# [TASK OBJECTIVE]
Update the entries below so that every "succulent plant" becomes "potted cactus", and give them again with everything else unchanged.

# [EXTRACTED INFORMATION]

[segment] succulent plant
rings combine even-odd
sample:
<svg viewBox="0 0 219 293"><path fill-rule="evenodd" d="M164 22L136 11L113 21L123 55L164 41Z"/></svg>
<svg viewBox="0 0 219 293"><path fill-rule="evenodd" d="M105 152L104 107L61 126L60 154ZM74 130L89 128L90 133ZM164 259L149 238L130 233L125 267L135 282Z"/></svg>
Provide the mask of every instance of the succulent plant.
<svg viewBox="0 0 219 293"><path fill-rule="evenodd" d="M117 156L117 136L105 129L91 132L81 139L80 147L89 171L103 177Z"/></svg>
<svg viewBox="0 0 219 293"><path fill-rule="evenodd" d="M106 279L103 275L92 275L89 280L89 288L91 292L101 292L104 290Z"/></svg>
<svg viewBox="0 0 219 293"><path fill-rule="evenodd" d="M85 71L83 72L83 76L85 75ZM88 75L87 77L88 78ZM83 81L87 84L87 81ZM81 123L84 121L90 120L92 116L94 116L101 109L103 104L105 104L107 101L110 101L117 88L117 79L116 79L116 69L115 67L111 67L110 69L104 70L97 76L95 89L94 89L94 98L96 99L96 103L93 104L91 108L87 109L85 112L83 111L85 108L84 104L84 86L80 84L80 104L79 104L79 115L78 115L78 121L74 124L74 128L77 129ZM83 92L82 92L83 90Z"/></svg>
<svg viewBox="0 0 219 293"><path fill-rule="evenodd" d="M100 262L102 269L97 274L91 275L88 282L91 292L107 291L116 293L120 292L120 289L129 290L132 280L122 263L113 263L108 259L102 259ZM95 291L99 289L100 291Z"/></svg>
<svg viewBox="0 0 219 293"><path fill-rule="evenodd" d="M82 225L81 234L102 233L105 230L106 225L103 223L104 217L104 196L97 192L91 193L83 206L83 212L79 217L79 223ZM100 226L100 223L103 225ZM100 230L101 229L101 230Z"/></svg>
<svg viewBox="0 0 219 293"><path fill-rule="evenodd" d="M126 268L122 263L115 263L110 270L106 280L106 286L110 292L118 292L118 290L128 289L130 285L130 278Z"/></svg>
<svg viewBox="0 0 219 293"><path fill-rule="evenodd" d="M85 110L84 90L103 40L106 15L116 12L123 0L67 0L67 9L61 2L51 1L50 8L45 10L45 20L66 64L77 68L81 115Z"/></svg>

# [SOLUTION BELOW]
[segment] potted cactus
rings combine even-odd
sample:
<svg viewBox="0 0 219 293"><path fill-rule="evenodd" d="M164 22L136 11L113 21L123 55L164 41Z"/></svg>
<svg viewBox="0 0 219 293"><path fill-rule="evenodd" d="M105 152L104 107L61 126L60 154ZM74 130L89 128L90 133ZM164 259L149 238L130 233L125 267L135 282Z"/></svg>
Provide the mask of every instance of the potted cactus.
<svg viewBox="0 0 219 293"><path fill-rule="evenodd" d="M117 156L117 136L105 129L91 132L81 139L80 147L89 171L103 177Z"/></svg>
<svg viewBox="0 0 219 293"><path fill-rule="evenodd" d="M106 279L103 275L92 275L89 280L89 288L91 292L101 292L104 290Z"/></svg>
<svg viewBox="0 0 219 293"><path fill-rule="evenodd" d="M85 71L83 72L83 76L85 75ZM88 75L87 77L88 78ZM83 81L87 84L87 81ZM81 123L84 121L90 120L92 116L94 116L101 109L103 104L105 104L107 101L110 101L117 88L117 79L116 79L116 69L115 67L111 67L110 69L104 70L97 76L95 89L94 89L94 98L96 99L96 103L93 104L91 108L87 109L85 112L83 111L85 108L84 104L84 86L80 84L80 104L79 104L79 115L78 115L78 121L74 124L74 128L77 129ZM83 92L82 92L83 90Z"/></svg>
<svg viewBox="0 0 219 293"><path fill-rule="evenodd" d="M100 262L102 269L97 274L91 275L88 282L91 292L107 291L116 293L120 292L120 289L129 290L132 280L122 263L113 263L108 259L102 259ZM95 291L99 289L100 291Z"/></svg>
<svg viewBox="0 0 219 293"><path fill-rule="evenodd" d="M82 225L81 234L102 233L105 230L106 225L103 223L104 217L104 196L97 192L91 193L83 206L83 212L79 217L79 223ZM100 226L100 223L103 225ZM100 230L101 229L101 230Z"/></svg>
<svg viewBox="0 0 219 293"><path fill-rule="evenodd" d="M126 268L122 263L115 263L110 270L106 280L106 286L110 292L118 292L118 290L128 289L130 285L130 278Z"/></svg>
<svg viewBox="0 0 219 293"><path fill-rule="evenodd" d="M85 110L84 90L103 40L106 15L116 12L123 0L67 0L67 9L61 2L51 1L50 8L45 10L45 20L66 64L77 68L81 115Z"/></svg>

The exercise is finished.